What you are asked to do> Report every line in the rows below that contains the string "mirror", treating uppercase and lowercase letters as different. Copy each matching line in full.

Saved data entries
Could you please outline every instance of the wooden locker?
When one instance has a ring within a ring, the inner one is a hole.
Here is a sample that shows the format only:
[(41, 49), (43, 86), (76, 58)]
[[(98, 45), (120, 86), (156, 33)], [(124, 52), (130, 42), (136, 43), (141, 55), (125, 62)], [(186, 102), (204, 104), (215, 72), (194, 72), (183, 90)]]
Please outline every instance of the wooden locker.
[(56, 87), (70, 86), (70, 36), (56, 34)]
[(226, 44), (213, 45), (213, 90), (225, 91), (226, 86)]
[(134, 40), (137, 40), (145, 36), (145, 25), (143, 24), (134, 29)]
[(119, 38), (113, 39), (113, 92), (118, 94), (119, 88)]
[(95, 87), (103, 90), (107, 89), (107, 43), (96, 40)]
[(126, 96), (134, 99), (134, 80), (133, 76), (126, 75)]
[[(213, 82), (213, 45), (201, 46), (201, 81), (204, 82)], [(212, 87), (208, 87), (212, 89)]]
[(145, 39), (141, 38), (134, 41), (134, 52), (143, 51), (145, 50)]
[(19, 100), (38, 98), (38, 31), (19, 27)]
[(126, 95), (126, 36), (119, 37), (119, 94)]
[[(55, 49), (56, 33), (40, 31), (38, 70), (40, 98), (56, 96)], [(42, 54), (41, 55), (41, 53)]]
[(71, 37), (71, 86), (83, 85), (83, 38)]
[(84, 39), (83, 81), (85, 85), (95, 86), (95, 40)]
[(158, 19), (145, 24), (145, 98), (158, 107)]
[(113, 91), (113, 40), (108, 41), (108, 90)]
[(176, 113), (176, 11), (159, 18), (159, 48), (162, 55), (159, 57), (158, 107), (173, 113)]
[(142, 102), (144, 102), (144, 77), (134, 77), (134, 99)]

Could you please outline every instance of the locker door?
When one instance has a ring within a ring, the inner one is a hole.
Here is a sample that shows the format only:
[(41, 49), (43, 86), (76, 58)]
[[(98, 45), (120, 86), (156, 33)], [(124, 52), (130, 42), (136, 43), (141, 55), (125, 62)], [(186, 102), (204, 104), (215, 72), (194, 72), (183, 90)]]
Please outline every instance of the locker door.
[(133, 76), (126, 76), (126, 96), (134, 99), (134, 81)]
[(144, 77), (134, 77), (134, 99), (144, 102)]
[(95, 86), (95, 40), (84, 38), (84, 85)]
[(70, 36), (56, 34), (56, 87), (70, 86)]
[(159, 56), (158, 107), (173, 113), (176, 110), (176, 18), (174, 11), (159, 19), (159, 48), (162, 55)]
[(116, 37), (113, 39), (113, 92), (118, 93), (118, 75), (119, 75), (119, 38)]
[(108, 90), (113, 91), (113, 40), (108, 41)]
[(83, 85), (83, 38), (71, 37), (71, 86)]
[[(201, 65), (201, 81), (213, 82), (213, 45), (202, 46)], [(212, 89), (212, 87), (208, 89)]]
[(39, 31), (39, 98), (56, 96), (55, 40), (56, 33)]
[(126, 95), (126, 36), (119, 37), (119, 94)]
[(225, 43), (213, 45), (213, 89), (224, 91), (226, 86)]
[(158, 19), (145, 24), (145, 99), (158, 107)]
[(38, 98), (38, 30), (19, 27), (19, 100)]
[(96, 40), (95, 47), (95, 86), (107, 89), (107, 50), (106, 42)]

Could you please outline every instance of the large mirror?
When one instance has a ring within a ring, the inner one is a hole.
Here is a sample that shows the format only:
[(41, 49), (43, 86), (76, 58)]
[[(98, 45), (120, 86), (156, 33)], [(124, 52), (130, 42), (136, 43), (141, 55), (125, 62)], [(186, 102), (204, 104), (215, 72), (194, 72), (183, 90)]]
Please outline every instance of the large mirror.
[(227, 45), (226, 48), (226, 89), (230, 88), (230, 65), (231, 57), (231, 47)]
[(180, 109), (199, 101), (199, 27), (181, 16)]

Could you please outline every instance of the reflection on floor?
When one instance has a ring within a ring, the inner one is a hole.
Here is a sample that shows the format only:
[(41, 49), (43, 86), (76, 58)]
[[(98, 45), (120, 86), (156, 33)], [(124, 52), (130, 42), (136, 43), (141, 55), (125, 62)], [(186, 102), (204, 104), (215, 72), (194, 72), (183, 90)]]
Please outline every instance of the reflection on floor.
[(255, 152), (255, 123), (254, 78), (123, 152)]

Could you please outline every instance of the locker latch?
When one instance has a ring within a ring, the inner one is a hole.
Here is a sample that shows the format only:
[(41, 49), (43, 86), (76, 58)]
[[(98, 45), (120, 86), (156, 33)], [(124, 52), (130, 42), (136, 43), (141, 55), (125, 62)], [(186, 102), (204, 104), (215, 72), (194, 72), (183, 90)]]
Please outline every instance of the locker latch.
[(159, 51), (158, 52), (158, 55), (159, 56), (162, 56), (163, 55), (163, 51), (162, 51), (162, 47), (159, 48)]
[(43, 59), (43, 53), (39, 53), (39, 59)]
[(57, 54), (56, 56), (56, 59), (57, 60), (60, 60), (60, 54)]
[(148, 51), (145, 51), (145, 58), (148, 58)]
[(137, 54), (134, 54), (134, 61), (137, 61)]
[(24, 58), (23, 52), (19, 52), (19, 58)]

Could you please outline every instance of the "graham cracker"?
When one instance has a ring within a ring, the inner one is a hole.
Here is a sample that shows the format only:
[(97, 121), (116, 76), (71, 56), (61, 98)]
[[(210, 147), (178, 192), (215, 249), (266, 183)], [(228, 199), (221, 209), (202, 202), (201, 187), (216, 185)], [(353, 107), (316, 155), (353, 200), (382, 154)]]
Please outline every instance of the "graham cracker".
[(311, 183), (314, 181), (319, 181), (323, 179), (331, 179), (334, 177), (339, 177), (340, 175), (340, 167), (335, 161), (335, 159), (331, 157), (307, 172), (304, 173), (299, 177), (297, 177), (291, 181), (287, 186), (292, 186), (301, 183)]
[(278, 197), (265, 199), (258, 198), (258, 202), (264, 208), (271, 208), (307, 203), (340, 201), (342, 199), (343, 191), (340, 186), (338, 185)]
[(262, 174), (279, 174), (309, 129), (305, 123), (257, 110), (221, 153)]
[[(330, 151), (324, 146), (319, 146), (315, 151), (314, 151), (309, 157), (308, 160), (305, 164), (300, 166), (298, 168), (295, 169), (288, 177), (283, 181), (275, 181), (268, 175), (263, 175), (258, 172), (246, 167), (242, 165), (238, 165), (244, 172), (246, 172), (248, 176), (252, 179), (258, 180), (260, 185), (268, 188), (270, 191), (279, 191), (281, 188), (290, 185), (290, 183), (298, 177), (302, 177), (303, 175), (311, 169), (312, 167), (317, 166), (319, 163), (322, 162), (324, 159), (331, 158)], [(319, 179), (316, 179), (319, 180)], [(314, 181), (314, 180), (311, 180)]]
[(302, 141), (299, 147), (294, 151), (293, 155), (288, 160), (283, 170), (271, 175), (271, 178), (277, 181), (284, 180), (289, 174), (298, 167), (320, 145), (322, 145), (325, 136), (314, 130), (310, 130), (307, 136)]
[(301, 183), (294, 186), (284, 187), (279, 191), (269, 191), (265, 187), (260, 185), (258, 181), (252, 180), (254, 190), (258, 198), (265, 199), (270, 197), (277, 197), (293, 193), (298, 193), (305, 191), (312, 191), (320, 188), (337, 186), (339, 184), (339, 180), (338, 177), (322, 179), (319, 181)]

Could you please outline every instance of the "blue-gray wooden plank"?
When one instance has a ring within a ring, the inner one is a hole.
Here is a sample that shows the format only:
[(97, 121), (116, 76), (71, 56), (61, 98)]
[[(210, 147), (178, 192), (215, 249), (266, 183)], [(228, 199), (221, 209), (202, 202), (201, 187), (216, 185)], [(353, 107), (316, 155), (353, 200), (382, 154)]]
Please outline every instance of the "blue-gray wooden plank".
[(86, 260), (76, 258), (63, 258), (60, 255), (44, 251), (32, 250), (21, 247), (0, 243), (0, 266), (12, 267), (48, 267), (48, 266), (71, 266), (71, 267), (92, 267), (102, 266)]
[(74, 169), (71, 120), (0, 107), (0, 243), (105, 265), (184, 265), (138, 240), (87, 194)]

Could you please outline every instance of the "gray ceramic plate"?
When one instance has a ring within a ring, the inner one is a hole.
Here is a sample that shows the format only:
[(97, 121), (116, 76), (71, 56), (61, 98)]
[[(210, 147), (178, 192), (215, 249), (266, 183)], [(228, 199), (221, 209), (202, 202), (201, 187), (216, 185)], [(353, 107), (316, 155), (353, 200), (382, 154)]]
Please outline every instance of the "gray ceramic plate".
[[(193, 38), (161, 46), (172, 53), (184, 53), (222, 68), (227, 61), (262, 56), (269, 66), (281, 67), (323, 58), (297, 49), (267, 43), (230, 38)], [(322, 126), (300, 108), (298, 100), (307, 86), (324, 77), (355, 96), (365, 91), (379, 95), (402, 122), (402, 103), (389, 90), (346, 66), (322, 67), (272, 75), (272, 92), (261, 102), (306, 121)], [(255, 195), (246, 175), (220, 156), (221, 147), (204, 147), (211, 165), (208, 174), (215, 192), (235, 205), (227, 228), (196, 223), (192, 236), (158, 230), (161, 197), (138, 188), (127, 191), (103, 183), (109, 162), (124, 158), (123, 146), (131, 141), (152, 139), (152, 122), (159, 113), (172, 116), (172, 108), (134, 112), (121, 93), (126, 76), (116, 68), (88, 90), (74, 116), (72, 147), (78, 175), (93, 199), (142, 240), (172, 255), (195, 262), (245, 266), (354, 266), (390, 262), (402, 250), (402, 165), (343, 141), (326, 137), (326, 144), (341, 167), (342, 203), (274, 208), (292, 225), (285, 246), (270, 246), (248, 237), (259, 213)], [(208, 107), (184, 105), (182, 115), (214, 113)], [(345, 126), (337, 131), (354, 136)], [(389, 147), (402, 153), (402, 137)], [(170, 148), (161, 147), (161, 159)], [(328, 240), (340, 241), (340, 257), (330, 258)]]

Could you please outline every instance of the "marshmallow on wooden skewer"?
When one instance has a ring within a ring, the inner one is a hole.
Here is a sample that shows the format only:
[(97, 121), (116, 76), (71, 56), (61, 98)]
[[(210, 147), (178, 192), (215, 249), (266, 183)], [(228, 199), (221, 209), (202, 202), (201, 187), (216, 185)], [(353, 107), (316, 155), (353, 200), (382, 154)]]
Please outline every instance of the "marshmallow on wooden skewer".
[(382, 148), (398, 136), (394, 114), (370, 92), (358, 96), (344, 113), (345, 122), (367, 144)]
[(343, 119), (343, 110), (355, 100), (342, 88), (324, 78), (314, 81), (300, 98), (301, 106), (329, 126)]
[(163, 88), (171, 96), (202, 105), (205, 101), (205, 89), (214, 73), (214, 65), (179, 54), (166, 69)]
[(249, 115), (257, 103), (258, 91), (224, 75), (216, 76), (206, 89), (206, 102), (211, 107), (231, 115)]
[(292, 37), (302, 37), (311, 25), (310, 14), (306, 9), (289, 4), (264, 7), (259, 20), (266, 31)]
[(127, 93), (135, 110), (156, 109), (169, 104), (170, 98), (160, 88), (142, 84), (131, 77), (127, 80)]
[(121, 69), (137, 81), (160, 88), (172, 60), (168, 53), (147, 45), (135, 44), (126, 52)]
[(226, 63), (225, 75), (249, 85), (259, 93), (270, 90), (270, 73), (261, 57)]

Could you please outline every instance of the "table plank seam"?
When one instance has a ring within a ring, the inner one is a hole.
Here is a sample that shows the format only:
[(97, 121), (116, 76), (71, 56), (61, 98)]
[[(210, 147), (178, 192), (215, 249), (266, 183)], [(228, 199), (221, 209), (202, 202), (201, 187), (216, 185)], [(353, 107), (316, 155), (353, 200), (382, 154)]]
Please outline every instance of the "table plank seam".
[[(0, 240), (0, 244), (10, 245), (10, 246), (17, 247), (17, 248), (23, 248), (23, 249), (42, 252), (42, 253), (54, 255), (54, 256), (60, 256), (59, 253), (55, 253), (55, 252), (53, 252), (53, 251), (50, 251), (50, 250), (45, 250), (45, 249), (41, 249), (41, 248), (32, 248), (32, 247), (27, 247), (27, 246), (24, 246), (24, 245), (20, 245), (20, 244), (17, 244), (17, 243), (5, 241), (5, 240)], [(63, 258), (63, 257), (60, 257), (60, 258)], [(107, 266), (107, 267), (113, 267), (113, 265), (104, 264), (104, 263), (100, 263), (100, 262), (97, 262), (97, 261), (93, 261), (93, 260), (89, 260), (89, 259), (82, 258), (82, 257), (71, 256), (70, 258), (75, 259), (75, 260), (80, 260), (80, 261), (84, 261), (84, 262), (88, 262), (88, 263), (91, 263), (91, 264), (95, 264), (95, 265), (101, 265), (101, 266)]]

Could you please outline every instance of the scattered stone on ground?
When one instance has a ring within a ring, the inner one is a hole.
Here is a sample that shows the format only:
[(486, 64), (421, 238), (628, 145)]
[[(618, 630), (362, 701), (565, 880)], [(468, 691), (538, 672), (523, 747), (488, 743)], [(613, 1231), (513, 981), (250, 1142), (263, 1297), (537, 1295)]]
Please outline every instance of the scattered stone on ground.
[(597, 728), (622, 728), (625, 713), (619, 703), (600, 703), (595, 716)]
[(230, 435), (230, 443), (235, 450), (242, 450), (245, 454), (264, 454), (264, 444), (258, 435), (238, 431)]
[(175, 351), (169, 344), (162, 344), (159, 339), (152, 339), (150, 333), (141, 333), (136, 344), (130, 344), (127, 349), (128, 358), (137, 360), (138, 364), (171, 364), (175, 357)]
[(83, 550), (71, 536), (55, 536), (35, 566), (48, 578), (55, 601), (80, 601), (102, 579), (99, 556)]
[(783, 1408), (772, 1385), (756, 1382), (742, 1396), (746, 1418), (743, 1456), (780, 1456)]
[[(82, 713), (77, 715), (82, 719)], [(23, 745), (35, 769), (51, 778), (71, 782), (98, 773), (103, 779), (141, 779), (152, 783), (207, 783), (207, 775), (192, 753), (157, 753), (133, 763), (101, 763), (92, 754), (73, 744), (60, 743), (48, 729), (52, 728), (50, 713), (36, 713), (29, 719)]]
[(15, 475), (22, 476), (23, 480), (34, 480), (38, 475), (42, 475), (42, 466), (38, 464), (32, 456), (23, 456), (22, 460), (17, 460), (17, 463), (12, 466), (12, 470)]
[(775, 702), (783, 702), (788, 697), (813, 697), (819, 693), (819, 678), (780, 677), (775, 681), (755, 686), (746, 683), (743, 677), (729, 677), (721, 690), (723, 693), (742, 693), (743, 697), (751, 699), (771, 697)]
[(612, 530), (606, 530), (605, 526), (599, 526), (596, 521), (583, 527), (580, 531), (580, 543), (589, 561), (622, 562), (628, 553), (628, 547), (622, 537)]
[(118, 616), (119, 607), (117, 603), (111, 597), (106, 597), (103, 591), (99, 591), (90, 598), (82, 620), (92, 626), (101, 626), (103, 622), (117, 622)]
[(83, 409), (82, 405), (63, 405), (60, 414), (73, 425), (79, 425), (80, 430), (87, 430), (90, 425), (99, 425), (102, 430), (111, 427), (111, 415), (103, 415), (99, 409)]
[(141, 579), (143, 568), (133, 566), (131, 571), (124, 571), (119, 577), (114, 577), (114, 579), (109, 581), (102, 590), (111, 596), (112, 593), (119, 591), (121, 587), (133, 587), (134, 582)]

Answer to the task>
Could you please outline every instance of the large mirror?
Please outline every instance of the large mirror.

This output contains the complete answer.